*Problem details*
Answer these about the forum thread on the 29g build:
1. How many pounds of Caribsea Oolite appear in the starting specs?
2. About how many more pounds of rock does benJii plan to pick up in the city?
3. What size tank did Ægir start with?

*Passage to read*
==================================================

# Tibs' 29g Build



## benJii (Feb 17, 2005)

Hey guys. I've been out of the hobby for a long time now, but I finally found the time to get it started again. I got rid of my old tanks, loaning them to my brother, and I started a 29g with hopes of a reef. Here are the specs to start with;

29G 30x12x18
130w PC-1 10000k 1 Actinic
AC500
MJ600
Seio 620
20lbs Caribsea Oolite

My goal with this tank is to try a new type of tank and go in a direction that I haven't gone before. With that said, I have little time to spare with college and other hobbies, so a easy tank is what I'm shooting for. I really don't care if it becomes the most noobish, easy, common reef tank one can setup with non-exotic livestock as long as there are no problems. Thats alot to aim for though, lol. Heres the pic for now, I have a small peice of live rock just to get it going. Theres a little red hermit in there too, pretty shy little fellow.


----------



## Ægir (Jan 21, 2006)

Looking good man, great start... as for the no problems thing, if you consider spending every spare dollar you have, and being broke a problem i would avoid saltwater







i started with a 55 gal, and i am into more saltwater now than i can almost handle and maintain a social life (not to mention the money to fund it)
Anyways man, read read read and it can be _relatively_ painless


----------



## benJii (Feb 17, 2005)

Skunkbudfour20 said:


> Looking good man, great start... as for the no problems thing, if you consider spending every spare dollar you have, and being broke a problem i would avoid saltwater
> 
> 
> 
> ...


Lol, thanks dude. I'm trying to take this verry slowly, so hopefully that'll save me some. I'm going to be picking up the light and about 15lbs more rock here in a few weeks when I head to the city. I don't plan on adding much livestock for another month or two. I have so many other things going on right now I think I'm crazy to attempt something like this, but already its very enjoyable. Luckily almost all the equipment except for the lights I already have, so I have a head start.

Any tips on the hermit guys? I think its a scarlet reef hermit, but I'm not sure it has a shell. It hides in the caves of the rock and sticks its head out when I'm not looking. Considering my tank is clean and new should I try giving him a little bit of food? Or will he do alright?


----------



## Ægir (Jan 21, 2006)

I would advise you feed him once in a while until he has scraps to feed on, and make sure he has a few extra shells to change into need be...

==================================================

*Records supplied*

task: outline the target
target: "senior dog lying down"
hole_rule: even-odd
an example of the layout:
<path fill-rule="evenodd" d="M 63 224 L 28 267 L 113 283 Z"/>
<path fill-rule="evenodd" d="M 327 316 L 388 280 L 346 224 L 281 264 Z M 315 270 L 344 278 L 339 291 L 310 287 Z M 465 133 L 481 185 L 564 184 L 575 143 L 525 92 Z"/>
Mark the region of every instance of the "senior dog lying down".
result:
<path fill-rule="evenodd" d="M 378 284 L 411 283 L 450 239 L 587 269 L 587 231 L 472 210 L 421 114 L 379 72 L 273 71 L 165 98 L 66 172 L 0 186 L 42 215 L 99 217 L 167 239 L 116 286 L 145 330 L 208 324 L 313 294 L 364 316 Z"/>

==================================================

*Answer to the problem*
1. 20 lbs
2. About 15 lbs
3. A 55 gallon tank